Ce qu’il y a derrière les négociations entre l’Europe et le Mercosur
Les négociations ont débuté depuis plus de deux décennies.
Et elles sont sur le point d’aboutir à un accord. Contours et incidences.
En décembre dernier, l’échec de la négociation de l’OMC, à Buenos Aires, sur le commerce mondial laissait la place à des accords « bilatéraux. » Comme celui que s’apprête à signer L’Union européenne avec le groupement d’Etats d’Amérique du Sud, le Mercosur. Une négociation débitée… en 1999. Qui avait déjà abouti à un accord en 2004. Remis sur la table en 2010, en 2012 et en 2016. Selon le directeur de l’OMC Roberto Azededo, «le multilatérisme ne veut pas dire avoir ce qu’on veut, mais ce qui est possible.» On reste sur sa faim après Buenos Aires. Notamment du côté du Gouvernement où l’on espère que l’Union européenne puise jouer sa carte. Mais les Etats-Unis freinent des quatre fers. En décembre dernier, le secrétaire d’Etat chargé du Commerce extérieur estimait que l’accord avec le Mercosur «était qu’une affaire de semaine.» Au diapason avec la Commissaire européenne Cecilia Malmström. Passer un accord avec les autres pays du Mercosur (Brésil, Argentine, Urugay, Paraguay) est un aller-retour entre Europe et l’Amérique du Sud. Cette dernière craint la concurrence des produits manufacturés européens.

# [Données brutes]
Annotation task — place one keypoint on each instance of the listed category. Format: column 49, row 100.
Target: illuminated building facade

# [Consigne 1]
Traduisez en anglais cette phrase de l'article sur les négociations entre l'Europe et le Mercosur : « Les négociations ont débuté depuis plus de deux décennies. »
# [Consigne 2]
Prolongez l'article sur les négociations entre l'Europe et le Mercosur en reprenant après sa dernière phrase.

# [Réponse 1]
The negotiations began more than two decades ago.

# [Réponse 2]
Des séances de négociation se sont succédé en décembre dernier en vue de conclure cet accord. Le Mercosur a fait des concessions supplémentaires, dépassant la limite des 90% de lignes libéralisées, tout en exigeant des avancées de l’UE sur l’agriculture. Cecilia Malmström, la Commissaire au Commerce, était dans l’obligation de consulter le Commissaire Hogan sur les questions agricoles, mais a cherché à progresser. Elle est appuyée par une majorité d’Etats membres, dont l’Allemagne, l’Italie et l’Espagne.
La France avait pris le leadership du groupe de 11 constitué en septembre dernier (Autriche, Belgique, France, Hongrie, Irlande, Lituanie, Luxembourg, Pologne, Romanie, Slovaquie et Slovénie), pour freiner au maximum toutes concessions européennes sur le chapitre agricole, même s’il est reconnu que pour conclure, l’UE devra offrir des volumes supplémentaires sur les produits sensibles, dont le bœuf.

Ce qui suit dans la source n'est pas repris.